• PAGE TEXT:
Some elements get all of the glory. In fact, chances are you have even talked about some of these popular elements today.

  • I need to get some oxygen!
  • Get me some tinfoil for this pan
  • How much chlorine is in that swimming pool?

But some elements aren't quite so recognizable. I mean it's doubtful you said either of these statements today:

  • I need some antimony for my infrared detector
  • Get me some bismuth for my upset stomach

Although antimony and bismuth aren't as recognizable as say oxygen, they make up a very important group of elements called group 5A.

Let's quickly look at the group 5A elements, which are located towards the right side of the periodic table. Group 5A includes Nitrogen (N), Phosphorus (P), Arsenic (As), Antimony (Sb), and Bismuth (Bi).

Sometimes group 5A is known as Group 15 or Group VA, it just depends on the periodic table you are viewing.

So take a deep breath (which is actually about 78% nitrogen), and prepare to be wowed by these not-so-famous elements!

Properties of the Group 5A Elements

Elements are placed in groups because they share similar properties, so before we look at all of the uses for each element in group 5A, let's look at what they have in common. By the way, groups are the vertical columns on a periodic table.

With the exception of nitrogen, all of these elements are solids at room temperature. They all have 5 valence electrons, which are the outermost electrons, farthest away from the center of the atom. These valence electrons help determine who the element can bond with, or attach to, as well as its properties.

All of the elements in group 5A become more metallic as you go down the group. In fact nitrogen and phosphorus, which can be found at the top of the group, aren't metals at all. They are classified as non-metals. Arsenic is a metalloid, meaning it has properties of metals and non-metals. Depending on who you talk to, Antimony can be classified as a metal or metalloid and bismuth is a metal.

Elements gain or lose their valence electrons in order to reach stability. For example, nitrogen can gain 3 electrons from another element, resulting in 8 valence electrons (this is the magic number for element stability).

When nitrogen gains 3 electrons, it becomes a -3 anion, which means it is an atom with a negative charge. You might also hear these charges called oxidation states.

Sometimes group 5A elements lose electrons and form cations, or an atom with a positive charge. Depending on the group 5A element, there can be many oxidation states other than -3 including: +5, +3, +2, and +1.

I'll stop here, but the take home message here, is the elements in group 5A can have many different oxidation states, so I guess they have that in common!

[Dataset items]
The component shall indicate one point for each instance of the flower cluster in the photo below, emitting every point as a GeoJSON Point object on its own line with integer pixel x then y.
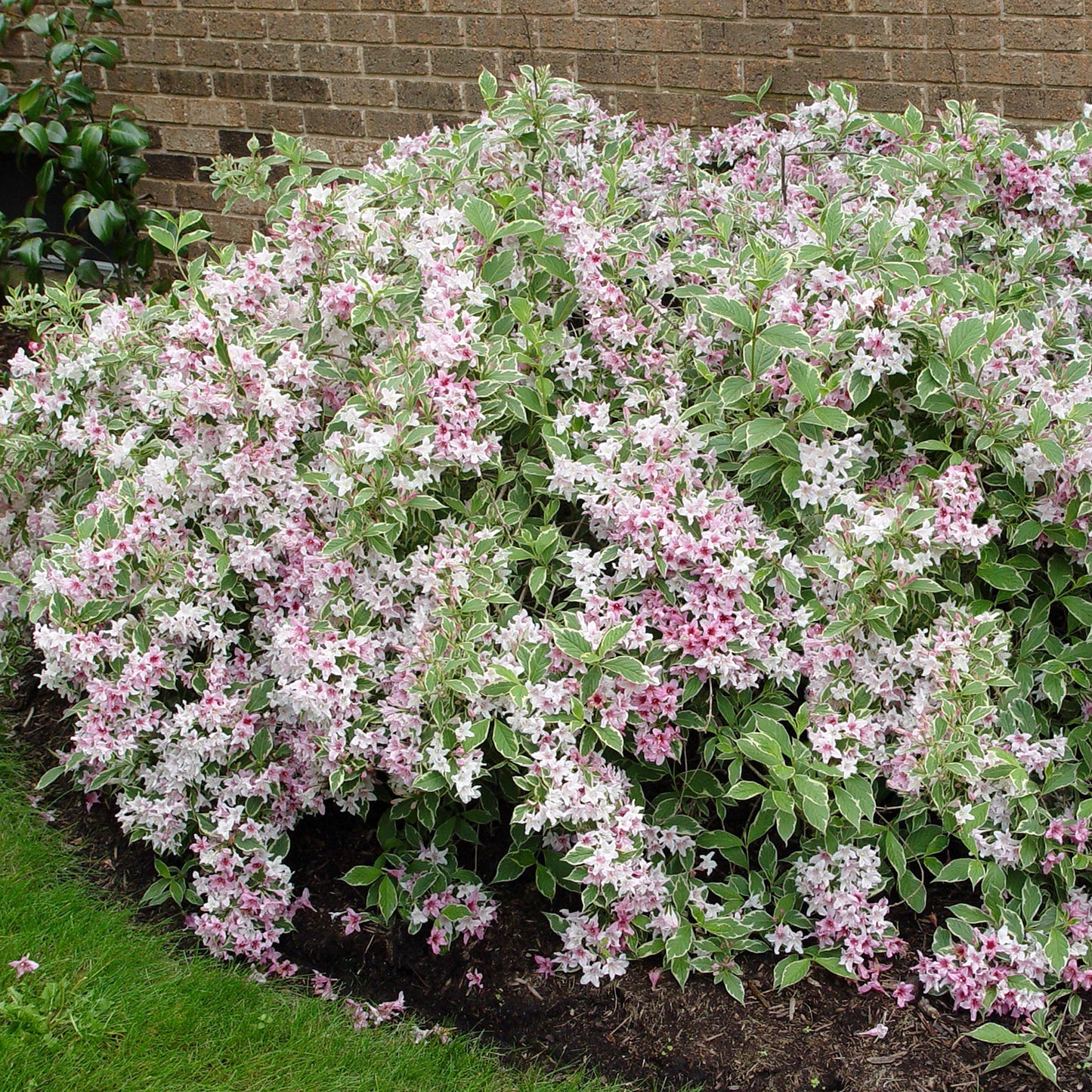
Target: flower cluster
{"type": "Point", "coordinates": [700, 522]}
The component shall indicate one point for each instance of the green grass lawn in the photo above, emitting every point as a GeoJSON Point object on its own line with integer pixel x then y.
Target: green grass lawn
{"type": "Point", "coordinates": [153, 1017]}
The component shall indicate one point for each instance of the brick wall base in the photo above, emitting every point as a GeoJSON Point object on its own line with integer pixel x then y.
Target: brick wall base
{"type": "Point", "coordinates": [351, 73]}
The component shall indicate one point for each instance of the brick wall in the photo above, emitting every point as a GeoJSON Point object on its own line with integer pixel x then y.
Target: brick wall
{"type": "Point", "coordinates": [350, 73]}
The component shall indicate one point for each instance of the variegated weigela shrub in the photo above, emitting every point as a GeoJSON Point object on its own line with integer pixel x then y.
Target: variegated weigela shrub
{"type": "Point", "coordinates": [702, 520]}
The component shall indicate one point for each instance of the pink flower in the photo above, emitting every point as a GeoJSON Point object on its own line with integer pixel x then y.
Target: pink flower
{"type": "Point", "coordinates": [24, 966]}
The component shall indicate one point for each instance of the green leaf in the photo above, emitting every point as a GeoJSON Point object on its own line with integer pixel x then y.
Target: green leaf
{"type": "Point", "coordinates": [787, 336]}
{"type": "Point", "coordinates": [34, 135]}
{"type": "Point", "coordinates": [106, 221]}
{"type": "Point", "coordinates": [996, 1035]}
{"type": "Point", "coordinates": [388, 898]}
{"type": "Point", "coordinates": [761, 431]}
{"type": "Point", "coordinates": [480, 214]}
{"type": "Point", "coordinates": [49, 777]}
{"type": "Point", "coordinates": [363, 875]}
{"type": "Point", "coordinates": [630, 667]}
{"type": "Point", "coordinates": [814, 802]}
{"type": "Point", "coordinates": [790, 971]}
{"type": "Point", "coordinates": [487, 84]}
{"type": "Point", "coordinates": [500, 268]}
{"type": "Point", "coordinates": [745, 790]}
{"type": "Point", "coordinates": [608, 735]}
{"type": "Point", "coordinates": [735, 389]}
{"type": "Point", "coordinates": [1042, 1062]}
{"type": "Point", "coordinates": [1005, 578]}
{"type": "Point", "coordinates": [966, 334]}
{"type": "Point", "coordinates": [731, 311]}
{"type": "Point", "coordinates": [830, 417]}
{"type": "Point", "coordinates": [806, 380]}
{"type": "Point", "coordinates": [1081, 610]}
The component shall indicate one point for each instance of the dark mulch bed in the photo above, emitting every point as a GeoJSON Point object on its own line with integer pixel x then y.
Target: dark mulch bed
{"type": "Point", "coordinates": [800, 1040]}
{"type": "Point", "coordinates": [804, 1040]}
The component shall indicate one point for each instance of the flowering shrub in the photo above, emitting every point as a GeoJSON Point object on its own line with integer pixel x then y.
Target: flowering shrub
{"type": "Point", "coordinates": [710, 515]}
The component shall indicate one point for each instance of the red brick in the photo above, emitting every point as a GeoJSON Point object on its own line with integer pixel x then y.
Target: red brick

• YOUR GOAL: Continue the text on the group 5A elements, picking up after its last sentence.

• EXERCISE OUTPUT:
Elements in this group usually form covalent bonds with other elements, which means electrons are shared in the bond. But some can also form ionic bonds, which means electrons are taken and given up in the bond.

As you are starting to see, there is quite a lot of variation among members within this group, so let's take a look at the individual elements.

Individual Elements in Group 5A

The most important element in this group is probably nitrogen. I already mentioned it makes up about 78% of the air you breathe, but here's a fun fact: the earth's atmosphere contains 4,000 trillion tons of nitrogen! To put that into perspective that is over 100 trillion grey whales.

As mentioned previously, nitrogen is the only member of this group that is a gas at room temperature. In fact nitrogen remains as a gas until it is cooled to about -320 degrees F! That's why liquid nitrogen is so cold!

Because it is so cold, liquid nitrogen is used to quickly freeze foods, store cells for research, and as a refrigerant. But nitrogen can be used in its non-liquid form as well, for example it is used in fertilizers, in explosives and even in dyes!

Nitrogen can also be found in amino acids in your body. Approximately 20% of the human body is made up of protein and amino acids are the building blocks of protein. So I guess you could say nitrogen is pretty vital to your overall wellbeing! It is also the main attraction in the nitrogen cycle where nitrogen travels from the air, to the soil, and into organisms.

So maybe nitrogen isn't so unrecognizable after all. As you move down the group, the next member of group 5A is phosphorus. Like nitrogen, phosphorus is a non-metal, but unlike nitrogen, it is a solid at room temperature.